Have you ever experienced medicine without the attached negativity of hospitals out to make money? The unfortunate truth today is that hospitals are designed as businesses first and life-saving entities second. In a recent visit to India, I learn of a pair of hospitals that are doing the impossible – providing top quality healthcare for free to anyone across the world! Yes, such a thing truly does exist.
The Sri Sathya Sai Super Specialty Hospital in Bangalore is set across a wonderful area of 52 acres and the atmosphere here is akin to that of a temple. Here patients are greeted instead of being funneled into waiting areas. In the place of fulltime nurses and staff, there exists an elaborate labyrinth of volunteers who come to the hospital because they wish to indulge in selfless service or the spirit of seva.
The hospital is based on the virtues of Sri Sathya Sai Baba and naturally medicine here does not coincide with profit motives. As a patient, you aren’t expected to pay anything for the services offered other than basic costs. It is only natural to presume that the hospital operates on a shoestring budget that dwindles over time but that would be far from the truth. This hospital manages to keep itself afloat and what’s more the funds grow slowly and steadily without compromising any activity of the hospital as a whole.
This hospital was established back in 2001 and since then become a leader in fields of cardio-thoracic surgery, cardiology, neurology, ophthalmology, orthopedics, plastic surgery, urology and gastroenterology. Moreover, in 2015 this hospital had a 0.87% mortality rate having conducted nearly 20,720 neurology and 46,535 cardiology procedures. This is astonishing on a global standard and when you combine the mindful attitude of the staff plus the low costs – it truly sets a marker for the world.

§ **RECORDS SUPPLIED**
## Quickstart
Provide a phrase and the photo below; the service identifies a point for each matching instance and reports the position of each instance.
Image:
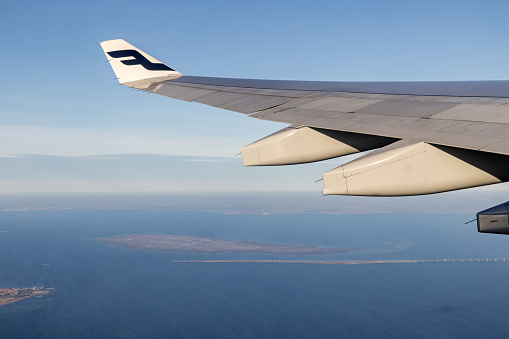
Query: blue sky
(61, 104)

§ **AIM OF THE EXERCISE**
Continue the passage about the free Sri Sathya Sai hospitals in India from where it stops.

§ **ANSWER BOX**
How The Hospital Survives
First off, during its inception the Trust fund in place amounted to USD $55 million through donations and charity received from institutions and individuals the world over. Since then the corpus has no fundraising inputs but still grows steadily through donations and charitable contributions. In order to ensure proper usage of the funds, the policies of the hospital are different.
First, for a patient to stay in the hospital, it must be absolutely necessary. Instead of forcing patients to stay after procedures for profits, they only keep you as long as you need vigilance. Most are discharged after 24 hours and allowed to recover at home with regular telephonic and skype conversations with the staff at the hospital!
Ultimately it is the guiding principle of the hospital that has helped it garner myth status. “Love All, Serve All” – as Sathya Sai Baba spoke to all his followers is what the hospital practices in every aspect of its functioning.